STATED PROBLEM:
Can you arrange every line of all the records below into one numbered list, leaving out any blank lines?

SUPPLIED RECORDS:
Start

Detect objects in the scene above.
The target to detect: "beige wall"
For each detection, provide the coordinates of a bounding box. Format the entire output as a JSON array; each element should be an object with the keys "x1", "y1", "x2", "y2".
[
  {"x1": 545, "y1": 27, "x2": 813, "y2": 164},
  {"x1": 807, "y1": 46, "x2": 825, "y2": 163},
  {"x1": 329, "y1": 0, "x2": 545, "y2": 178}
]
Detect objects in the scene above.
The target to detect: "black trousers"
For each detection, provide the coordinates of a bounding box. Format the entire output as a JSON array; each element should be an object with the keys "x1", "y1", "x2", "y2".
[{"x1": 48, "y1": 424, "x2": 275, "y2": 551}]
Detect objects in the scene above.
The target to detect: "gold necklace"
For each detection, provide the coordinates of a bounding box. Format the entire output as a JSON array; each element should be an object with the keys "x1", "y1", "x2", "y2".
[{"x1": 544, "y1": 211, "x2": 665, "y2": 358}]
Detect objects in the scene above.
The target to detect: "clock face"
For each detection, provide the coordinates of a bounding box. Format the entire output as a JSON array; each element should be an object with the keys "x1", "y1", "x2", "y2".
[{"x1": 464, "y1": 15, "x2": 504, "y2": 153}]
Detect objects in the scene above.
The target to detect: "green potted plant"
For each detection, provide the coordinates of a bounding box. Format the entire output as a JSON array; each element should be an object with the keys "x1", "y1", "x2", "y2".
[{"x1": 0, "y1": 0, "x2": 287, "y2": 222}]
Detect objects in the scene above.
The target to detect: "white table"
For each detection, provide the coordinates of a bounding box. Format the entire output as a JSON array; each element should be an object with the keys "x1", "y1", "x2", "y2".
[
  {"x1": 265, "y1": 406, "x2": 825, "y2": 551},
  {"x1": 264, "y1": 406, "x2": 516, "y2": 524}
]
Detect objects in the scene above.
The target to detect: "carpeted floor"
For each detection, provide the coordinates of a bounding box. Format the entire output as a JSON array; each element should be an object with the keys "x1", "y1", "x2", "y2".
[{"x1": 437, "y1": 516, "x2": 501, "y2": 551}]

End

THE COMPLETED TASK:
1. Detect objects in the scene above.
2. The target to detect: "beige wall"
3. For each detection, provide the coordinates of a bounding box. Format the entire output as a JSON array; each element should be an object with the keys "x1", "y1", "x2", "y2".
4. [
5.   {"x1": 545, "y1": 27, "x2": 813, "y2": 164},
6.   {"x1": 807, "y1": 46, "x2": 825, "y2": 163},
7.   {"x1": 329, "y1": 0, "x2": 545, "y2": 178}
8. ]
9. Detect objects in the scene above.
10. The target to detect: "black trousers"
11. For each detection, provide the coordinates of a bounding box. Format the entire output as a JSON array; each element should be an object with the keys "x1", "y1", "x2", "y2".
12. [{"x1": 48, "y1": 424, "x2": 275, "y2": 551}]
13. Detect objects in the scene above.
14. The target to detect: "gold necklace"
15. For each detection, provide the coordinates of a bounding box. Format the entire output as a JSON array; each element should be an object with the keys "x1", "y1", "x2", "y2".
16. [{"x1": 544, "y1": 211, "x2": 665, "y2": 358}]
17. Detect objects in the scene above.
18. The target to detect: "clock face"
19. For each detection, provide the coordinates of a bounding box. Format the entire output as a JSON array; each element should be an object with the keys "x1", "y1", "x2", "y2".
20. [{"x1": 464, "y1": 15, "x2": 504, "y2": 153}]
21. Detect objects in the scene above.
22. The target to detect: "green potted plant"
23. For each detection, provide the coordinates of a bounding box. Format the entire output as a JSON array; each element should be an object with the keys "x1", "y1", "x2", "y2".
24. [{"x1": 0, "y1": 0, "x2": 287, "y2": 222}]
25. Detect objects in the scene above.
26. The target to detect: "white table"
27. For each detection, provide the coordinates of a bounding box. Format the entire output as a JSON array; each element should be an object with the keys "x1", "y1", "x2", "y2".
28. [
29.   {"x1": 265, "y1": 406, "x2": 825, "y2": 551},
30.   {"x1": 264, "y1": 406, "x2": 516, "y2": 524}
31. ]
32. Detect objects in the scene above.
33. The target to detect: "carpeted floor"
34. For each detection, provide the coordinates of a bounding box. Format the entire output as a JSON array; each element should be an object with the keys "x1", "y1", "x2", "y2".
35. [{"x1": 437, "y1": 516, "x2": 501, "y2": 551}]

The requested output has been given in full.